If this is the case from the perspective of a parent toward his child, how much more with our infinitely wise Heavenly Father? We are like babes perpetually striving for the fulfillment of something that is just beyond our reach. Whether it be attaining some material good, relationship, status, or vocation. We often tend toward a narrow and singular focus, keeping only our transitory goals and perceived good in view, often looking to our heavenly Father, with eyes of lament and desperation, “why are things so difficult? Where are you at in all of this? Why are so aloof and apathetic toward my situation?”

Scripture is replete with story after story of human strife and suffering, and time and time again we see that even when God is silent, he is not absent. We also find that even if we do not always understand why certain events transpire as they do or why certain evils befall us, God is ever-present and fully aware of our plight.

Consider the story of Job who, unaware of the happenings behind the spiritual veil, is never privy to the ‘reasons’ behind his suffering. Job never gets the answers he initially sets out for, when God does finally answer him, it is with his presence (Job 38-41), which I think Job realizes he longed for most. Job’s final defense opens with his longing for his sense of “intimate friendship” with God (29:4), which was mediated through his experience of blessing, righteousness, and status (29:5-25).

++++

In the passage on God's silence and the story of Job, what does God answer Job with when he finally responds?

++++

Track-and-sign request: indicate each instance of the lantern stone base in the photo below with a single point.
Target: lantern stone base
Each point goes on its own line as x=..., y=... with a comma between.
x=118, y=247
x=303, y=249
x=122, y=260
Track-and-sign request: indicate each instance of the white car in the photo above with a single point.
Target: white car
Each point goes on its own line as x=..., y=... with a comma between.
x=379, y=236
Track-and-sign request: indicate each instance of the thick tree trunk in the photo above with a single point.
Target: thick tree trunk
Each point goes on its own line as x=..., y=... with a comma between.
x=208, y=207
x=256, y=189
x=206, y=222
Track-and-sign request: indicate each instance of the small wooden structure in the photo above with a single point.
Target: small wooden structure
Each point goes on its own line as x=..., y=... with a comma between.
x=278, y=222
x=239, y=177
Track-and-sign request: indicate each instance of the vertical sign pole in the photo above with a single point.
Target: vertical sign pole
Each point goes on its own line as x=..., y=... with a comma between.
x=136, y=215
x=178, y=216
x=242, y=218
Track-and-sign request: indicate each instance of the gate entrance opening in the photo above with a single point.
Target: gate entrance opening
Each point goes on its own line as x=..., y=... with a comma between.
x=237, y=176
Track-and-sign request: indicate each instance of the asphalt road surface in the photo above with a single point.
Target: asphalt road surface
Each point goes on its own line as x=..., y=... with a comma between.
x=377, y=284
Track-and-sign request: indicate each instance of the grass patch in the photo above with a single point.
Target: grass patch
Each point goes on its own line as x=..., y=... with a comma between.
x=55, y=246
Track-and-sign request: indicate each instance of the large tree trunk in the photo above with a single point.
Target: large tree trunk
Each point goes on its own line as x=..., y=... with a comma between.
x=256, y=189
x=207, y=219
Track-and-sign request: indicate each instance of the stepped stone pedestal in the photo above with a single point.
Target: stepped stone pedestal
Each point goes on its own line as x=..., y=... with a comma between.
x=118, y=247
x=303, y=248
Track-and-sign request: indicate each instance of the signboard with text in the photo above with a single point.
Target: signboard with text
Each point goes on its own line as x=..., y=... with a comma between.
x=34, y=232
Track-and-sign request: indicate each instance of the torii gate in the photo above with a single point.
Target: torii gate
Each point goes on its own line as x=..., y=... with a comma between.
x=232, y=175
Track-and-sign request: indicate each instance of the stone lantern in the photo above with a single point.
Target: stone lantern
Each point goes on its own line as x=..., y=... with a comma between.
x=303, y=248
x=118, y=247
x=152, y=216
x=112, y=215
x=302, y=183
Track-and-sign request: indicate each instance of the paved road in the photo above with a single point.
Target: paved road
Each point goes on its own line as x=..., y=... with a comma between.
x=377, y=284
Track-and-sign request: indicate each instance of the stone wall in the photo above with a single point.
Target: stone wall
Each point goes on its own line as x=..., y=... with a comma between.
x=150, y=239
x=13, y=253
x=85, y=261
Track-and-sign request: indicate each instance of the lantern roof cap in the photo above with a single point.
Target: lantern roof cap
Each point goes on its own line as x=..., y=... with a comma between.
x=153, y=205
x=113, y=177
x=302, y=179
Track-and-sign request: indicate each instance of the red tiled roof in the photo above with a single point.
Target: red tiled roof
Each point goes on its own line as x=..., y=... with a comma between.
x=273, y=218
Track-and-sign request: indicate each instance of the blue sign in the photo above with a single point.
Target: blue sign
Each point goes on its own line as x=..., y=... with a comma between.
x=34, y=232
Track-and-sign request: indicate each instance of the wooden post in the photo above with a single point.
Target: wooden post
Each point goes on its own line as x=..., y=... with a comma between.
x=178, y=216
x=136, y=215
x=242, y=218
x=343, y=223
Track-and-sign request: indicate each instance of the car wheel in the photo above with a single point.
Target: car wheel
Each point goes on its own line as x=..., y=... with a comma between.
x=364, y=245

++++

* **Solution**: God answers Job with his presence (Job 38-41).